- [Stated problem] Rename "snow-covered" to "snow-dusted" in the records from the line holding "Target: ski track" through the end of the records, inclusive, and give only those lines again with nothing else changed.

- [Rows]

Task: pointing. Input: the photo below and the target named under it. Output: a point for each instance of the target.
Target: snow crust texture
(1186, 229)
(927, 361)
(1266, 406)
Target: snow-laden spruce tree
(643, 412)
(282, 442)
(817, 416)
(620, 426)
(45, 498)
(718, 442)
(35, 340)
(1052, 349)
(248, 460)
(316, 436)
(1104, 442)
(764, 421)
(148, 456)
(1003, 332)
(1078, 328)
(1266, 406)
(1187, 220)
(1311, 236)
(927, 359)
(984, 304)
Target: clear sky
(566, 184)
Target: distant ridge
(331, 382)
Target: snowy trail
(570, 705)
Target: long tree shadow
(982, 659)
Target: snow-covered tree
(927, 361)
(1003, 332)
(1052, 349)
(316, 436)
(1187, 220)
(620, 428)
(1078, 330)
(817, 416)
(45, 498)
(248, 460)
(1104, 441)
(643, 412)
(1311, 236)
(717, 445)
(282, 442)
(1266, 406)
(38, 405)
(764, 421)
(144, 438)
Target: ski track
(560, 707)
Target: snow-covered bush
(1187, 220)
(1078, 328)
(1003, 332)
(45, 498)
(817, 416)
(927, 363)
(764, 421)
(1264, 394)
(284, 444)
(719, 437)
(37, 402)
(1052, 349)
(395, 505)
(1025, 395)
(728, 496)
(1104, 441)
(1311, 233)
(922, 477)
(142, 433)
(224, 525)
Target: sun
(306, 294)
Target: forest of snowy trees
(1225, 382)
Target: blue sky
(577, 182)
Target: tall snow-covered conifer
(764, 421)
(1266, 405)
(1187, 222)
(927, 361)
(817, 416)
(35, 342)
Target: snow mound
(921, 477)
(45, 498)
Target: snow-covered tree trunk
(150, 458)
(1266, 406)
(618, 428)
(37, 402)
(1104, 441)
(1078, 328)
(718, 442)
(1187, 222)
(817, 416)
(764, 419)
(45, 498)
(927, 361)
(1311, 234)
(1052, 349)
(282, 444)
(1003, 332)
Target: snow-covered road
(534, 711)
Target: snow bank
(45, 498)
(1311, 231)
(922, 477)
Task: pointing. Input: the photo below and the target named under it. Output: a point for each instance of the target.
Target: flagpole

- [Written answer]
Target: ski track
(560, 707)
Target: snow-dusted bush
(1187, 220)
(1078, 328)
(1003, 332)
(45, 498)
(817, 416)
(927, 363)
(764, 421)
(1264, 394)
(284, 444)
(719, 437)
(37, 402)
(1052, 349)
(395, 505)
(1025, 395)
(728, 496)
(1104, 441)
(1311, 233)
(922, 477)
(142, 433)
(224, 525)
Target: sun
(306, 294)
Target: forest of snowy trees
(1225, 382)
Target: blue sky
(577, 182)
Target: tall snow-dusted conifer
(764, 421)
(1266, 405)
(1187, 222)
(927, 361)
(817, 416)
(35, 342)
Target: snow mound
(921, 477)
(45, 498)
Target: snow-dusted tree trunk
(150, 458)
(1266, 406)
(618, 428)
(37, 402)
(1104, 441)
(1078, 328)
(718, 442)
(1187, 222)
(817, 416)
(764, 419)
(45, 498)
(927, 361)
(1311, 234)
(1052, 349)
(282, 444)
(1003, 332)
Target: snow-dusted road
(534, 711)
Target: snow bank
(45, 498)
(1311, 231)
(922, 477)
Task: pointing. Input: the photo below and the target named under it. Output: a point for each instance of the target.
Target: flagpole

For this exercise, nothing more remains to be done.